§ **What needs to be done**: Extract every entry below verbatim, keeping each line unchanged.
═════ Records for this task
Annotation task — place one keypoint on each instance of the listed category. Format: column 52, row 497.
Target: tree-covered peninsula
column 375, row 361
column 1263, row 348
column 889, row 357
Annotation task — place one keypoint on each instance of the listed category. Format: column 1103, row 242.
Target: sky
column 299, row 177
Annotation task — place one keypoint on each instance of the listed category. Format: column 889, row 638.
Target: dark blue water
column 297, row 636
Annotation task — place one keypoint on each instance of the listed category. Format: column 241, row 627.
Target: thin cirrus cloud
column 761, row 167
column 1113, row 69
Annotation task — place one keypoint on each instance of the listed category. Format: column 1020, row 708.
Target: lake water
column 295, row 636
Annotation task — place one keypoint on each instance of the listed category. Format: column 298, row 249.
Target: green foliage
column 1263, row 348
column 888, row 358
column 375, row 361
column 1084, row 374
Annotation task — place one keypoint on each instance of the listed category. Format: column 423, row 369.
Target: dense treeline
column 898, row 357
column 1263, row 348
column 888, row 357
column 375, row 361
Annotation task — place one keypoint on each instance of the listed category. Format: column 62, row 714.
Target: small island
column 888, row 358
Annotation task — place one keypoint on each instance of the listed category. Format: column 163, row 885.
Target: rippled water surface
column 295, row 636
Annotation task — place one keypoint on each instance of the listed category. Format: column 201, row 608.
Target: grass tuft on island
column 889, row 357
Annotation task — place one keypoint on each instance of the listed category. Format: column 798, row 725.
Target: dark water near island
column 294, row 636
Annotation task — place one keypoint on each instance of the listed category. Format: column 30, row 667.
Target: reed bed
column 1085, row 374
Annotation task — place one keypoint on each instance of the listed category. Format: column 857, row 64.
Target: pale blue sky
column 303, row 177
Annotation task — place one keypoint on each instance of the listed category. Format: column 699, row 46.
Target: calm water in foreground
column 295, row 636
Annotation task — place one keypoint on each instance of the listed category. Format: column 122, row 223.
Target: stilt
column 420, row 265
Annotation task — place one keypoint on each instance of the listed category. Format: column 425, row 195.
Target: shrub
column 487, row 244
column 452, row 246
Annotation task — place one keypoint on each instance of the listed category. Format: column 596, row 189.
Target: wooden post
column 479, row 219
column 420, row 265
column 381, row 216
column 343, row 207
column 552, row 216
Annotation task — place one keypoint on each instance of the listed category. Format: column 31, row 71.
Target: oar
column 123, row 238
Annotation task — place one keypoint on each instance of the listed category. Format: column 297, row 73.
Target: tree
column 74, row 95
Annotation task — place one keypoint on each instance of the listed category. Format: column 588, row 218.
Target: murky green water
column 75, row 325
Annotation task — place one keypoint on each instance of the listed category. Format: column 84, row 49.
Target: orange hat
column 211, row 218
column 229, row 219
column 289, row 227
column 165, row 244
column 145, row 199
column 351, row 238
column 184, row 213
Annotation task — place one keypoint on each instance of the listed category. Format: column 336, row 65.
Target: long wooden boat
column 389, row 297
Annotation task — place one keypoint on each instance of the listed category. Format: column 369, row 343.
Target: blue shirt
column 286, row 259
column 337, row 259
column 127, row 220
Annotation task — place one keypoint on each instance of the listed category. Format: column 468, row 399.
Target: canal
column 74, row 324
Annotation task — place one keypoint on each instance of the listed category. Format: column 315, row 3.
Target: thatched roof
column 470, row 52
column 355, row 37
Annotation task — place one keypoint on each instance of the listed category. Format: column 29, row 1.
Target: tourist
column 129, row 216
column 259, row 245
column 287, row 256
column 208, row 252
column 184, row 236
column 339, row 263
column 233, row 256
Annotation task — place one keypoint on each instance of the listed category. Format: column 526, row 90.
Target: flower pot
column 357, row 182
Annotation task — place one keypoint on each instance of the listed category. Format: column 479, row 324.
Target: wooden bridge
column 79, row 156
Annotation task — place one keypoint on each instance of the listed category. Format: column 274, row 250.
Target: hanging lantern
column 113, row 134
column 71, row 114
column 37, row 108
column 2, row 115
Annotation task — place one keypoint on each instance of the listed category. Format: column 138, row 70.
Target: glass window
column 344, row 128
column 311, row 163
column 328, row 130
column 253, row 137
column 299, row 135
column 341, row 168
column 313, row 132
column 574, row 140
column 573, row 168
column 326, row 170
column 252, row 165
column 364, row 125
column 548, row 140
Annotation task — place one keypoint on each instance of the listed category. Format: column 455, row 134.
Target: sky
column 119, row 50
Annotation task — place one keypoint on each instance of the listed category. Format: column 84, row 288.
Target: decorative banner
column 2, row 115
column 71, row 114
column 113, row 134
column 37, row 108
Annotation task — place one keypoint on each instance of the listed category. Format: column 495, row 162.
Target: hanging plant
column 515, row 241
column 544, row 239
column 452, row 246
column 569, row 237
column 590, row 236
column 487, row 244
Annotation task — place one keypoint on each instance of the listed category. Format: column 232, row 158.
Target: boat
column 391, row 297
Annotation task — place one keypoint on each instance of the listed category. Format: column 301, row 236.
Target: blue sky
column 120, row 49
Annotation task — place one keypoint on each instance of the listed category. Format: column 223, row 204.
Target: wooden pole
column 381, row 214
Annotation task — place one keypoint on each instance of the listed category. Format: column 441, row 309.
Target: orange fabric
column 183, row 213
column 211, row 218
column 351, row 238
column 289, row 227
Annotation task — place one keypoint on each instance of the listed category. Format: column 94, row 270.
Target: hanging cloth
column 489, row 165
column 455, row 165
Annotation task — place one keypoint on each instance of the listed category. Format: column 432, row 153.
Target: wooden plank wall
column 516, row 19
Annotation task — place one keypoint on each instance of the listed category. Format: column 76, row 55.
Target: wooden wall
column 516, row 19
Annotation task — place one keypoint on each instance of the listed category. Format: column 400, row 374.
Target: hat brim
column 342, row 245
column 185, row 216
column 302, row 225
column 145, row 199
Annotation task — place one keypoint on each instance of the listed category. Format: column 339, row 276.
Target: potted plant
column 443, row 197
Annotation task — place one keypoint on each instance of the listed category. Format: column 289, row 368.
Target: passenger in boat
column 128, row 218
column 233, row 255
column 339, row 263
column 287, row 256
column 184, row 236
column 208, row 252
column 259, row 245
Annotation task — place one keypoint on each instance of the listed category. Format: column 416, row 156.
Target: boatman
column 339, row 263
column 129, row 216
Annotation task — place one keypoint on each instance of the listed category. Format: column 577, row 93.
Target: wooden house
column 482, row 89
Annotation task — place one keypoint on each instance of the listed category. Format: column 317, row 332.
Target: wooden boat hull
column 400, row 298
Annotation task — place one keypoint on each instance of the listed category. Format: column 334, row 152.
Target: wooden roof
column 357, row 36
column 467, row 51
══════════
§ **Full response**:
Annotation task — place one keypoint on each instance of the listed category. Format: column 52, row 497.
Target: tree-covered peninsula
column 375, row 361
column 1263, row 348
column 889, row 357
Annotation task — place one keypoint on each instance of the listed category. Format: column 1103, row 242.
Target: sky
column 299, row 177
Annotation task — place one keypoint on each instance of the listed category. Format: column 889, row 638.
Target: dark blue water
column 297, row 636
Annotation task — place one keypoint on each instance of the listed category. Format: column 241, row 627.
Target: thin cirrus cloud
column 761, row 167
column 1113, row 69
Annotation task — place one keypoint on each instance of the listed category. Format: column 1020, row 708.
Target: lake water
column 295, row 636
Annotation task — place one keypoint on each instance of the listed category. Format: column 298, row 249.
Target: green foliage
column 1263, row 348
column 888, row 358
column 375, row 361
column 1084, row 374
Annotation task — place one keypoint on each instance of the listed category. Format: column 423, row 369.
Target: dense treeline
column 898, row 357
column 1263, row 348
column 888, row 357
column 375, row 361
Annotation task — place one keypoint on each instance of the listed category. Format: column 62, row 714.
Target: small island
column 888, row 358
Annotation task — place one keypoint on each instance of the listed category. Format: column 163, row 885.
Target: rippled water surface
column 295, row 636
Annotation task — place one keypoint on each instance of the listed category. Format: column 201, row 608.
Target: grass tuft on island
column 889, row 357
Annotation task — place one keypoint on each instance of the listed category. Format: column 798, row 725.
Target: dark water near island
column 294, row 636
Annotation task — place one keypoint on each instance of the listed category. Format: column 30, row 667.
Target: reed bed
column 1085, row 374
Annotation task — place one keypoint on each instance of the listed category. Format: column 857, row 64.
Target: pale blue sky
column 303, row 177
Annotation task — place one keypoint on each instance of the listed category. Format: column 699, row 46.
Target: calm water in foreground
column 295, row 636
Annotation task — place one keypoint on each instance of the listed category. Format: column 122, row 223.
Target: stilt
column 420, row 265
Annotation task — place one keypoint on each instance of the listed category. Format: column 425, row 195.
Target: shrub
column 487, row 244
column 452, row 246
Annotation task — place one keypoint on each instance of the listed category. Format: column 596, row 189.
Target: wooden post
column 479, row 219
column 420, row 265
column 381, row 216
column 343, row 207
column 552, row 216
Annotation task — place one keypoint on each instance of the listed category. Format: column 31, row 71.
Target: oar
column 123, row 238
Annotation task — place one keypoint on each instance of the listed category. Format: column 297, row 73.
Target: tree
column 74, row 95
Annotation task — place one keypoint on each instance of the listed category. Format: column 588, row 218.
Target: murky green water
column 75, row 325
Annotation task — place one keypoint on each instance of the listed category. Format: column 84, row 49.
Target: orange hat
column 211, row 218
column 229, row 219
column 289, row 227
column 165, row 244
column 145, row 199
column 351, row 238
column 184, row 213
Annotation task — place one keypoint on each instance of the listed category. Format: column 336, row 65.
Target: long wooden boat
column 389, row 297
Annotation task — place one keypoint on each instance of the listed category. Format: column 369, row 343.
Target: blue shirt
column 286, row 259
column 337, row 259
column 127, row 220
Annotation task — place one keypoint on each instance of the listed category. Format: column 468, row 399.
Target: canal
column 74, row 324
Annotation task — place one keypoint on each instance of the listed category. Format: column 315, row 3.
Target: thatched roof
column 470, row 52
column 355, row 37
Annotation task — place one keypoint on each instance of the listed category. Format: column 29, row 1.
Target: tourist
column 129, row 216
column 259, row 245
column 287, row 256
column 208, row 252
column 184, row 236
column 339, row 263
column 233, row 256
Annotation task — place one keypoint on each instance of the listed category. Format: column 526, row 90.
Target: flower pot
column 357, row 182
Annotation task — place one keypoint on each instance of the listed category. Format: column 479, row 324.
Target: wooden bridge
column 79, row 156
Annotation task — place one keypoint on each instance of the listed category. Format: column 274, row 250.
Target: hanging lantern
column 113, row 134
column 71, row 114
column 37, row 108
column 2, row 115
Annotation task — place one keypoint on each instance of the listed category. Format: column 138, row 70.
Target: glass window
column 344, row 128
column 311, row 163
column 328, row 130
column 253, row 137
column 299, row 135
column 341, row 168
column 313, row 132
column 574, row 140
column 573, row 168
column 326, row 170
column 252, row 165
column 364, row 125
column 548, row 140
Annotation task — place one keypoint on each instance of the listed category. Format: column 455, row 134.
Target: sky
column 119, row 50
Annotation task — place one keypoint on each instance of the listed category. Format: column 84, row 288.
Target: decorative banner
column 2, row 115
column 71, row 114
column 113, row 134
column 37, row 108
Annotation task — place one keypoint on each instance of the listed category. Format: column 495, row 162.
Target: hanging plant
column 515, row 241
column 544, row 239
column 452, row 246
column 569, row 237
column 590, row 236
column 487, row 244
Annotation task — place one keypoint on each instance of the listed category. Format: column 232, row 158.
Target: boat
column 391, row 297
Annotation task — place one keypoint on each instance of the listed category. Format: column 301, row 236.
Target: blue sky
column 120, row 49
Annotation task — place one keypoint on each instance of the listed category. Format: column 223, row 204.
Target: wooden pole
column 381, row 214
Annotation task — place one keypoint on each instance of the listed category. Format: column 441, row 309.
Target: orange fabric
column 183, row 213
column 211, row 218
column 351, row 238
column 289, row 227
Annotation task — place one keypoint on each instance of the listed category. Format: column 94, row 270.
Target: hanging cloth
column 489, row 165
column 455, row 165
Annotation task — place one keypoint on each instance of the listed category. Format: column 432, row 153.
Target: wooden plank wall
column 516, row 19
Annotation task — place one keypoint on each instance of the listed category. Format: column 76, row 55.
Target: wooden wall
column 516, row 19
Annotation task — place one keypoint on each instance of the listed category. Format: column 400, row 374.
Target: hat brim
column 342, row 245
column 185, row 216
column 302, row 225
column 145, row 199
Annotation task — place one keypoint on each instance of the listed category. Format: column 339, row 276.
Target: potted plant
column 443, row 197
Annotation task — place one keypoint on each instance of the listed category. Format: column 289, row 368.
Target: passenger in boat
column 128, row 218
column 233, row 255
column 339, row 263
column 287, row 256
column 184, row 236
column 208, row 252
column 259, row 245
Annotation task — place one keypoint on each instance of the listed category. Format: column 416, row 156.
Target: boatman
column 339, row 263
column 129, row 216
Annotation task — place one keypoint on each instance of the listed category. Format: column 577, row 93.
Target: wooden house
column 482, row 89
Annotation task — place one keypoint on each instance of the listed category. Format: column 317, row 332.
Target: wooden boat hull
column 400, row 298
Annotation task — place one keypoint on each instance of the listed category. Format: column 334, row 152.
Target: wooden roof
column 357, row 36
column 467, row 51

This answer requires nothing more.